§ **ACTIVITY**
The answer must be a single number: the count of lines below that contain the string "hair".

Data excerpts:
►

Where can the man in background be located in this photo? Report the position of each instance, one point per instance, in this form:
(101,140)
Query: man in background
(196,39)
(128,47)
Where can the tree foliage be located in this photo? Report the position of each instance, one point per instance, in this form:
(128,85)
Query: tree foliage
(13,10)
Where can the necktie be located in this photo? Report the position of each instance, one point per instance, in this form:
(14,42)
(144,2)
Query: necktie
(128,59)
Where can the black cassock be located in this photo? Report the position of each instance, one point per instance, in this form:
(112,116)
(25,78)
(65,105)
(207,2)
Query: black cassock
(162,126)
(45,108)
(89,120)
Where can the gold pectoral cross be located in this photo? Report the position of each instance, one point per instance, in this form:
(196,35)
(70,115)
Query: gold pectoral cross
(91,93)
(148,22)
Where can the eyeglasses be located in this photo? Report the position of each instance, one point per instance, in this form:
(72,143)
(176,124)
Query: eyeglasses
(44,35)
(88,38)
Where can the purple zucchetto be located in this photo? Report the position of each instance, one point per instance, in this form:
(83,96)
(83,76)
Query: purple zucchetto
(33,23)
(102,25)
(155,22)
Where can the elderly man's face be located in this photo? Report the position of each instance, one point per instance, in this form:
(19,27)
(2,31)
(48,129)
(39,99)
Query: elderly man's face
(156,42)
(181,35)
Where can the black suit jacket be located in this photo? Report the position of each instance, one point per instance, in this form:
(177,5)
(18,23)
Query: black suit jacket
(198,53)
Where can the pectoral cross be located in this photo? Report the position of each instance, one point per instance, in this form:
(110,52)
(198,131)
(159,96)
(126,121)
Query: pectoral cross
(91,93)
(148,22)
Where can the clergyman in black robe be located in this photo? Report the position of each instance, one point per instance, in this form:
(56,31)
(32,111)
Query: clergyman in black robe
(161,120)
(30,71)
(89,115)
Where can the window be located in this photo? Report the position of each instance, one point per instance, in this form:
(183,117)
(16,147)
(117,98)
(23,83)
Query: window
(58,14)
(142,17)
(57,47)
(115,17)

◄
►

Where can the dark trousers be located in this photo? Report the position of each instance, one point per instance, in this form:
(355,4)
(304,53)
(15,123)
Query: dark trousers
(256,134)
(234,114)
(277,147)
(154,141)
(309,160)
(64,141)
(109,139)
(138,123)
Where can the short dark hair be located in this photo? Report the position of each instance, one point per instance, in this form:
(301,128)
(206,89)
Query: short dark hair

◄
►

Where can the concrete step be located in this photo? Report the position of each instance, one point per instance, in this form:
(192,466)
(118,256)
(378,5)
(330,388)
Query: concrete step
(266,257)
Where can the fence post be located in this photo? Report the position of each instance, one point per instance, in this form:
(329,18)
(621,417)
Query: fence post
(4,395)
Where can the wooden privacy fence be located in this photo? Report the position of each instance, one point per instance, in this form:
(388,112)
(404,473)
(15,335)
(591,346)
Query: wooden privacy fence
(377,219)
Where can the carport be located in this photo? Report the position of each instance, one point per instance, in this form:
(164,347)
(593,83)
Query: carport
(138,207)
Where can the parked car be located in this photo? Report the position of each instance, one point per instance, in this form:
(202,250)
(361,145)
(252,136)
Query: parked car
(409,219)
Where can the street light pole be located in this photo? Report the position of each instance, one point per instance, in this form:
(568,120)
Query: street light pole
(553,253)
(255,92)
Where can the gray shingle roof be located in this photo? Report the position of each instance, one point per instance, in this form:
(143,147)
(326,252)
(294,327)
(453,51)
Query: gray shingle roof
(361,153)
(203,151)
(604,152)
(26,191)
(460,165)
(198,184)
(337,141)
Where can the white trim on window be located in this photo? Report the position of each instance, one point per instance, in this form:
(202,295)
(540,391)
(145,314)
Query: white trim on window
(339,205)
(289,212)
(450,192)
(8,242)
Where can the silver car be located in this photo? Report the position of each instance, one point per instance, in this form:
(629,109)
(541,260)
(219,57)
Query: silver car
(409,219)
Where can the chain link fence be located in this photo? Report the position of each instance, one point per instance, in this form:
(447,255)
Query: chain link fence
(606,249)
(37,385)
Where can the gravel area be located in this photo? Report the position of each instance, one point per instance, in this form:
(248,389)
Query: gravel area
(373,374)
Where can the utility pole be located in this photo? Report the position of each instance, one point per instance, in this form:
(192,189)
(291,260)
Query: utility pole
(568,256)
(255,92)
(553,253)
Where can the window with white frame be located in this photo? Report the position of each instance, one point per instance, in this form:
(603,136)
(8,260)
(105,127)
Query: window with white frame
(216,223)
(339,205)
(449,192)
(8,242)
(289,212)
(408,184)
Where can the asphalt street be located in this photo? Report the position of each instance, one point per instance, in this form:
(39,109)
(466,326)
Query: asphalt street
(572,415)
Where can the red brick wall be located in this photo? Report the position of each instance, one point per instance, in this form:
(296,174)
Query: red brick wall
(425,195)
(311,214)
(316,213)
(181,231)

◄

§ **WRITTEN REPLY**
2